- [Source document]:

====

American Government Special Collections Reference Desk

Recreational Vehicles Topics:  Lori Payne

Motorcycle Woman

Genia Dulot, VOA News
27 July 2018 (9:53AM)

Download Motorcycle Woman in MP4 format - 89.2MB - 3:46 (10:34AM)
She’s been racing bikes ever since she was 11. Watch how this 60-year-old motorcycle racer continues to win most of the races she competes in. Reporter/Camera: Genia Dulot

((Banner: Motorcycle Woman))
Genia Dulot))
Glen Helen Raceway, California))

Ok, I got to get geared up.
((Lori Payne, Motorcycle Racer, Yamaha))

I just celebrated my 60th birthday, which is wonderful. I’ve been racing motorcycles since 1969. I was 11 years old. And the first time I did it was just, that was it for me. I thought this was, this is what I want to do as long as God allows me.

My sister also raced. She was the very first women’s national champion ever in 1974. They sent her to Europe to race with men there. She raced all over Europe for about three months. I stayed back. I was still very young and stuff. But, gradually got better and better and better and then I was recognized by Yamaha and I was approached by Yamaha and I got a factory ride with Yamaha. And that was, factory means I didn’t go to a shop and buy the bike myself. The factory, whoever makes Hondas, whoever makes Yamahas, they came to me and said, ‘we want to give you a bike and mechanics. We’ll pay for all your races and we’ll pay for everything. We just want you to race our bikes.’
People think it’s way cool now. It was back when I was in high school. They assumed I, I hate to say this, they assumed I was a lesbian because there, it was a stereotype that women that rode motorcycles were butch and, kind of, you know, just like and that couldn’t be farther from the truth. You usually have to have six people in your, like six girls to have your own class, to race out on the track by yourself without the man, without, just, right.

====

- [Dataset content]:
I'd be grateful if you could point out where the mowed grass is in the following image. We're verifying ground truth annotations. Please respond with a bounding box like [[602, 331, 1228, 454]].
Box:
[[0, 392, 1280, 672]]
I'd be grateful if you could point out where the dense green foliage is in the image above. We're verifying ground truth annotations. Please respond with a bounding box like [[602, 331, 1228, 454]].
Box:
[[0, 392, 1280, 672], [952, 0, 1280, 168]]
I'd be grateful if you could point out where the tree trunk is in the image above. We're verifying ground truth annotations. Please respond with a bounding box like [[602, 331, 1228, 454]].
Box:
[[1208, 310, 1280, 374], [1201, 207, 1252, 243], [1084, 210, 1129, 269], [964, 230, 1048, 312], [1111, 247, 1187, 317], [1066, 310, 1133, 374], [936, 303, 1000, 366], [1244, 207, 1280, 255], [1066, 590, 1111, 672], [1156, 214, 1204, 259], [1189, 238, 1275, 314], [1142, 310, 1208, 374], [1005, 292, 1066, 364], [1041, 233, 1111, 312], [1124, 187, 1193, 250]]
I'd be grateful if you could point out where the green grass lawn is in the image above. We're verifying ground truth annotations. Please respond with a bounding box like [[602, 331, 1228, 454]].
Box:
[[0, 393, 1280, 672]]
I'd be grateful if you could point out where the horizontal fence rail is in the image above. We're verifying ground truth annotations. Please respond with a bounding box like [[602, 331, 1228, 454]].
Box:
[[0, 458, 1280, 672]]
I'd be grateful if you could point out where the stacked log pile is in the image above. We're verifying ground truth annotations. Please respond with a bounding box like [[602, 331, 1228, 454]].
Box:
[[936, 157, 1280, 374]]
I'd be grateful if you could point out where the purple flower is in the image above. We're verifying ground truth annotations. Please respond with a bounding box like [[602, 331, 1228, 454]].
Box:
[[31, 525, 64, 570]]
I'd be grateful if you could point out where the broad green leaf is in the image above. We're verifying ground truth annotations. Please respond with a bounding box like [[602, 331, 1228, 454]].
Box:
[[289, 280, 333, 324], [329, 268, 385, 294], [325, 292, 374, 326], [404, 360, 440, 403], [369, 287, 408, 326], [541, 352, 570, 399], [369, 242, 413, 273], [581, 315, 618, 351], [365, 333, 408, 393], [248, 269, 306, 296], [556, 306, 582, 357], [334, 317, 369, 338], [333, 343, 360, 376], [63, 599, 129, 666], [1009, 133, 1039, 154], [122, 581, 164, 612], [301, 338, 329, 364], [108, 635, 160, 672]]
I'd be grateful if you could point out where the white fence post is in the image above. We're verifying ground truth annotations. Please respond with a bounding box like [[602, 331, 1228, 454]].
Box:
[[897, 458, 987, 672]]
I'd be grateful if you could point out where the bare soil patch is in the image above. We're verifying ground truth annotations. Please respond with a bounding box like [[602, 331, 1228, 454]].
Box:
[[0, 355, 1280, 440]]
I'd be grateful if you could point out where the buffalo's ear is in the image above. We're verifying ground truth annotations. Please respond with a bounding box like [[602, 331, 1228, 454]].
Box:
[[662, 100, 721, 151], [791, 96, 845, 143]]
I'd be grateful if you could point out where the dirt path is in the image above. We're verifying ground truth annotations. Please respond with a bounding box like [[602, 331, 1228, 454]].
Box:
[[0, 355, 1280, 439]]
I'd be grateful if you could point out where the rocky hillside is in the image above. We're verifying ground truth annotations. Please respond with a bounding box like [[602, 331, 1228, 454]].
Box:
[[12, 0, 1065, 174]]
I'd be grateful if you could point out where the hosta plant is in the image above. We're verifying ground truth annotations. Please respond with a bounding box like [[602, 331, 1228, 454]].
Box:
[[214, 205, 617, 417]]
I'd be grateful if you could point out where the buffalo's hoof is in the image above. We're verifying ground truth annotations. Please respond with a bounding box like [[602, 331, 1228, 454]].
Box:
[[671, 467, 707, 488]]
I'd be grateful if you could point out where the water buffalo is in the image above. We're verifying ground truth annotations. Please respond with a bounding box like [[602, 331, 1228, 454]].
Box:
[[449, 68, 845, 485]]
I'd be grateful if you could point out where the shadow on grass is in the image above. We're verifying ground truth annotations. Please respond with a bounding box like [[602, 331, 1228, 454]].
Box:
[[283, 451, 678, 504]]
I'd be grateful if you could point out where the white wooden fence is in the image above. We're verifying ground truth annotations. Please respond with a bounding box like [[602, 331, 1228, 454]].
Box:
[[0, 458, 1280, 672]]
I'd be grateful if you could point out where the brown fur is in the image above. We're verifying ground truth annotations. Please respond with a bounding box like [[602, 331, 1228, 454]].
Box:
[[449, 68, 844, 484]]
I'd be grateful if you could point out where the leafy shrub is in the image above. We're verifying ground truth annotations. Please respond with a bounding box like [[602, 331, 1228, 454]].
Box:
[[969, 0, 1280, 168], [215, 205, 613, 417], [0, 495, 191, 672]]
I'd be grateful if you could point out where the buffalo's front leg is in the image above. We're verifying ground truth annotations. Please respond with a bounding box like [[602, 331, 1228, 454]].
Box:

====

- [Stated problem]: Copy the motorcycle racer text, starting with "She’s been racing" and going on through "get geared up.", and swap each "bikes" for "motorcycles".

- [Answer to the task]:
She’s been racing motorcycles ever since she was 11. Watch how this 60-year-old motorcycle racer continues to win most of the races she competes in. Reporter/Camera: Genia Dulot

((Banner: Motorcycle Woman))
Genia Dulot))
Glen Helen Raceway, California))

Ok, I got to get geared up.